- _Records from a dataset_
# # # # # # #

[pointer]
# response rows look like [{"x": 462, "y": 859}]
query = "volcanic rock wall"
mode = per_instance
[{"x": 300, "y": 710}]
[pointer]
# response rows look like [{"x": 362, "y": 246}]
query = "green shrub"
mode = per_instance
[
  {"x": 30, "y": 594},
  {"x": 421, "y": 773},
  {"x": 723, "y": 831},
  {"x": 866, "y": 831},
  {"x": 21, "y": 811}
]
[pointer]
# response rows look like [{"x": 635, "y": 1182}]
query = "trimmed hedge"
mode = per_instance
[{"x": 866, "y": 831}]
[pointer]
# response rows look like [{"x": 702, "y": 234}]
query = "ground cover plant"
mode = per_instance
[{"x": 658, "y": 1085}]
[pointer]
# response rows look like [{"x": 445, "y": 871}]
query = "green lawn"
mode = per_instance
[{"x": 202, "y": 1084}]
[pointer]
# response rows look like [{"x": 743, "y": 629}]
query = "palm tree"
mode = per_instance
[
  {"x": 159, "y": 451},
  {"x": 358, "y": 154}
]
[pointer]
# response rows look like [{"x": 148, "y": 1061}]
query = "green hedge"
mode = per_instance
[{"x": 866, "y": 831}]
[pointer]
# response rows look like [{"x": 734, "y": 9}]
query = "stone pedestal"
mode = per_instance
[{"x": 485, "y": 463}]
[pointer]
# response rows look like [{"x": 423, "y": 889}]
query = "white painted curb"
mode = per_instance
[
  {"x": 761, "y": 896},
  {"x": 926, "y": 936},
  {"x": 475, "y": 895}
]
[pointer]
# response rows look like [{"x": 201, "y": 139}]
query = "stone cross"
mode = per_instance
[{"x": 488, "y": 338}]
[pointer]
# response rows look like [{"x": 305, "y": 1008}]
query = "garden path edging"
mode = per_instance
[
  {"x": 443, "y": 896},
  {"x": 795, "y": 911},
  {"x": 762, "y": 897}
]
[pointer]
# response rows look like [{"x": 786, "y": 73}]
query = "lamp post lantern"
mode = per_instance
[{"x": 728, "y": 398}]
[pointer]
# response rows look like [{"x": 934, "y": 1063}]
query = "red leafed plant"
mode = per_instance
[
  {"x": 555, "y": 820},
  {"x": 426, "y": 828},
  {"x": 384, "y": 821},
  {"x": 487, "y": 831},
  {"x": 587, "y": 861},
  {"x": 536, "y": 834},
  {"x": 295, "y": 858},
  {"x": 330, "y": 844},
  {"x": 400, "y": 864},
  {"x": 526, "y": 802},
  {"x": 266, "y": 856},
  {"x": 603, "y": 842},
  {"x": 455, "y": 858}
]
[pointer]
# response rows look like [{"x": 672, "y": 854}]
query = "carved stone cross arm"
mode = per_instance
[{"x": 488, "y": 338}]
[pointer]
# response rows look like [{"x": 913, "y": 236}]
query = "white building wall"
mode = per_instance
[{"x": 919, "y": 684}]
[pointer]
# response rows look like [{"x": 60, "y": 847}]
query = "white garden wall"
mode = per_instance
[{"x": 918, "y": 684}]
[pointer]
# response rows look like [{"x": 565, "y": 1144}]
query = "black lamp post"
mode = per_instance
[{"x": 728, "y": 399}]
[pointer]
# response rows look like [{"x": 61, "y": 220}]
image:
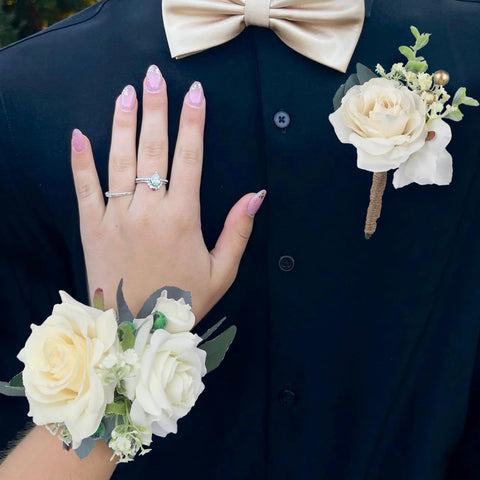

# # # # # # #

- _GIVEN REQUEST_
Which of the lines above contain the string "hedge"? Pick out each one and copy it.

- _OUTPUT OF THE TASK_
query = "trimmed hedge"
query = "green hedge"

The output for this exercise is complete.